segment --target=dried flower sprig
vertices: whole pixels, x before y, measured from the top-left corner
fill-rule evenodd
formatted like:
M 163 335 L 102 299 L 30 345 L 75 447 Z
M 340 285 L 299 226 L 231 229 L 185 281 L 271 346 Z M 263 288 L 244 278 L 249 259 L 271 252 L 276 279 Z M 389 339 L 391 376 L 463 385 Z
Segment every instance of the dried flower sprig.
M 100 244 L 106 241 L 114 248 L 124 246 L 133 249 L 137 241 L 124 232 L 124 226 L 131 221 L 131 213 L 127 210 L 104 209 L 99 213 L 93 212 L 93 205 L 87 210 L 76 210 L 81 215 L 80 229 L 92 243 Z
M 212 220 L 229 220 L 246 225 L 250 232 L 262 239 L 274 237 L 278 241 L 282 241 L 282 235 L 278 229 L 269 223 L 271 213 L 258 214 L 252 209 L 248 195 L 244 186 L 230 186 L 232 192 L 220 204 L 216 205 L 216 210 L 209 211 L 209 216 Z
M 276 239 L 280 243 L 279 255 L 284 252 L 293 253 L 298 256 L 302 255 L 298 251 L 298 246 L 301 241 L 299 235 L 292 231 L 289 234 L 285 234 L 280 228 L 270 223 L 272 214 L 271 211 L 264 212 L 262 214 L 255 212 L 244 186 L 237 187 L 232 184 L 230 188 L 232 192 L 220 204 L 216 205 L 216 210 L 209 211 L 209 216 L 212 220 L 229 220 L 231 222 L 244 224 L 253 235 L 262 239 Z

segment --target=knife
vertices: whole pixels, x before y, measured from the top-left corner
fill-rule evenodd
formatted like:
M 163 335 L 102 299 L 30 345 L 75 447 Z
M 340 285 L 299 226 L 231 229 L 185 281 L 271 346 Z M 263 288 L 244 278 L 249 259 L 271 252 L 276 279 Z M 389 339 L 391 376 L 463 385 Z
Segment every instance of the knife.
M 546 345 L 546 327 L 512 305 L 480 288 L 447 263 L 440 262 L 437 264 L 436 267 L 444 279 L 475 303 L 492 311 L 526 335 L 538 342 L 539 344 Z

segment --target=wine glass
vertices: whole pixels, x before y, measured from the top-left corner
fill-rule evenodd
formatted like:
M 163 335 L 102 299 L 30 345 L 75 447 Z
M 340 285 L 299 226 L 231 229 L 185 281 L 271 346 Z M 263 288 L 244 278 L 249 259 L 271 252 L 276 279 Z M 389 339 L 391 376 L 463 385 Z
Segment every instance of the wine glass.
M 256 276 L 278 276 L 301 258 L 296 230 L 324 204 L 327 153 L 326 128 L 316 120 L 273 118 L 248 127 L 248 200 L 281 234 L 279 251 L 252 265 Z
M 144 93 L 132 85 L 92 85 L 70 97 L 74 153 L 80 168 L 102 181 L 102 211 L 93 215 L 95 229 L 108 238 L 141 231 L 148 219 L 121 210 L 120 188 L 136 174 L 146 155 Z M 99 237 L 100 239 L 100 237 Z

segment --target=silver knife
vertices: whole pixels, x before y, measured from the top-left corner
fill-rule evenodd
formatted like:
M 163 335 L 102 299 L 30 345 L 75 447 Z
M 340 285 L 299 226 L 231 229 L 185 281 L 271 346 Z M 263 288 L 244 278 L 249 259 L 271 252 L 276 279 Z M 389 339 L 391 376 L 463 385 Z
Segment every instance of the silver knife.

# # # # # # #

__Work instructions__. Copy the items from the line that has "segment --target=knife" through the end of the items, swapping "vertices" for "points" and keeping everything else the same.

__The output__.
segment --target=knife
points: whole pixels, x before y, measured from the top-left corner
fill-rule evenodd
formatted like:
M 163 335 L 102 299 L 30 345 L 75 447 Z
M 340 285 L 299 226 L 231 229 L 185 281 L 271 346 Z M 263 288 L 244 278 L 249 259 L 271 252 L 276 279 Z M 389 339 L 391 376 L 463 385 Z
Segment every instance of the knife.
M 546 345 L 546 327 L 512 305 L 480 288 L 447 263 L 440 262 L 437 264 L 436 267 L 444 279 L 475 303 L 492 311 L 526 335 L 538 342 L 539 344 Z

segment --target=wine glass
points: whole pixels, x before y, measured from the top-left corner
fill-rule evenodd
formatted like:
M 163 335 L 102 299 L 30 345 L 75 447 Z
M 340 285 L 299 226 L 231 229 L 185 281 L 271 346 Z M 263 288 L 244 278 L 249 259 L 271 252 L 276 279 Z M 389 339 L 391 376 L 463 385 Z
Segment every instance of the wine glass.
M 256 276 L 278 276 L 301 258 L 296 230 L 324 204 L 327 153 L 326 128 L 316 120 L 273 118 L 248 127 L 248 200 L 281 234 L 279 251 L 252 265 Z
M 144 93 L 132 85 L 92 85 L 70 97 L 74 153 L 80 168 L 102 181 L 102 211 L 93 215 L 95 229 L 108 238 L 141 231 L 148 219 L 121 210 L 120 188 L 136 174 L 146 155 Z M 99 237 L 100 239 L 100 237 Z

segment --target=silver knife
points: whole pixels, x before y, measured from the top-left corner
fill-rule evenodd
formatted like:
M 163 335 L 102 299 L 30 345 L 75 447 Z
M 340 285 L 299 226 L 231 229 L 185 281 L 271 346 Z M 263 288 L 244 278 L 249 259 L 271 252 L 276 279 Z M 389 339 L 391 376 L 463 385 Z
Segment every instance of the silver knife.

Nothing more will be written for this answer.